[AIM OF THE EXERCISE]
Which activities does the passage on binding and reward name as needing a process that combines information?

It was gestalt psychologists that took issue with elementalism (Kohler 1929), that all perception/consciousness can be broken down into component parts. The expression ‘the whole is greater than the sum of the parts’ originates from Gestaltism. Even though this field of study had little to say about how the brain processes perception/ consciousness (Schiller and Tehovnik 2015), variations of it were adopted by neuroscience, such as the expression ‘binding’, the idea that perceptual/conscious events had to be bound together to become meaningful to an organism (see Figure 1, Singer 2001). Hitherto many theories have been advanced on how the brain binds information to subserve perception/ consciousness, but no one theory has successfully advanced our understanding of how the brain combines information. Such a process is necessary for the generation of language, music, mathematics, art, and dance.
We would suggest that a key factor that binds information together is reward. (i.e., having a goal), and this binding not only pertains to perception/ consciousness but also to body movement (see Figure 2). Indeed, the brain is a sensorimotor machine and the study of perception/ consciousness in the absence of body movement would be like building robots that have advanced sensory systems without a way to use these systems to move about (Clark 1998). For example, neural recordings were made in the motor and somato- sensory cortex (i.e., M1 and S1) of monkeys performing a center-out task with a forelimb for juice reward (examining a total of 485 neurons studied in three monkeys, Ramakrishnan, Lebedev et al. 2017). Up to 27% of the neurons in M1 and S1 fired in anticipation of reward delivery. Some neurons responded to a mismatch between reward anticipation and amount delivered. For some cells, a lower-than-expected reward caused increased firing, and for other cells a higher-than-expected reward caused decreased firing. Firing about the time of the reward differed for early versus late trials on the task. They also found licking-related neurons that were modulated by licking frequency. Only a small fraction of the reward neurons was modulated by licking. Accordingly, the ubiquity of the reward signal in neocortex synchronizes the behavior toward a common goal—getting the reward.
Recovering from anesthesia (whereby neurons of the brain are disconnected synaptically and consciousness abolished) requires that the brain undergo synaptic reconnection of neurons en masse (Alkire et al. 2008). Taylor et al. (2016) has shown that optogenetic activation of the dopaminergic neurons in the ventral tegmental area during isoflurane-induced anesthesia of mice evokes EEG exhibited during wakefulness and it restores the righting reflex. Electrical stimulation of the ventral tegmental area (but not the substantia nigra) accelerates the emergence from isoflurane anesthesia (Solt, Brown et al. 2014). The return of the righting reflex in humans under anesthesia is correlated with the return of consciousness, and this is perhaps facilitated by D1 receptors in the neocortex and hippocampus (Leung 2017).

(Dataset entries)

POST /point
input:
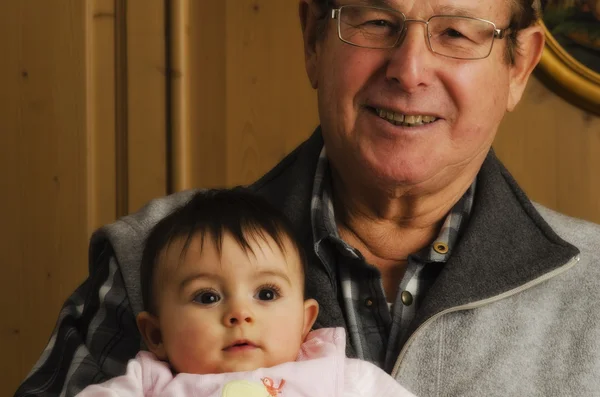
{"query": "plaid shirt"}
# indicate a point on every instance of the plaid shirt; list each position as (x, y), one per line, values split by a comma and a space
(377, 333)
(96, 333)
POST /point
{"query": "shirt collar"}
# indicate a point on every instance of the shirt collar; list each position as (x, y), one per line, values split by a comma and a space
(324, 225)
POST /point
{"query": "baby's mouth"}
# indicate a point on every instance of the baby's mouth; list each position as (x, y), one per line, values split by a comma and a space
(240, 345)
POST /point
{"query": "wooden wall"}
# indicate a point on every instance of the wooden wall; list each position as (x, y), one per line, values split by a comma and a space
(553, 150)
(83, 120)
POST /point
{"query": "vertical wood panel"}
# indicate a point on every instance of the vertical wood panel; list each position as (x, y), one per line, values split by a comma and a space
(207, 93)
(100, 86)
(270, 106)
(553, 150)
(43, 120)
(146, 106)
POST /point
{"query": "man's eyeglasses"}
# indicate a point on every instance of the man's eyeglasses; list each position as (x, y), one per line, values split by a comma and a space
(448, 35)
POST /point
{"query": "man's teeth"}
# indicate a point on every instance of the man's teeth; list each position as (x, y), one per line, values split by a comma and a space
(400, 119)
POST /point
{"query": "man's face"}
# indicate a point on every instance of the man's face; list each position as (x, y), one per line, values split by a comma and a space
(466, 98)
(232, 312)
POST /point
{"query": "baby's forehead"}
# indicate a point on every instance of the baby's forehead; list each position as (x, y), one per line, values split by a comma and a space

[RESPONSE TO THE TASK]
Language, music, mathematics, art, and dance.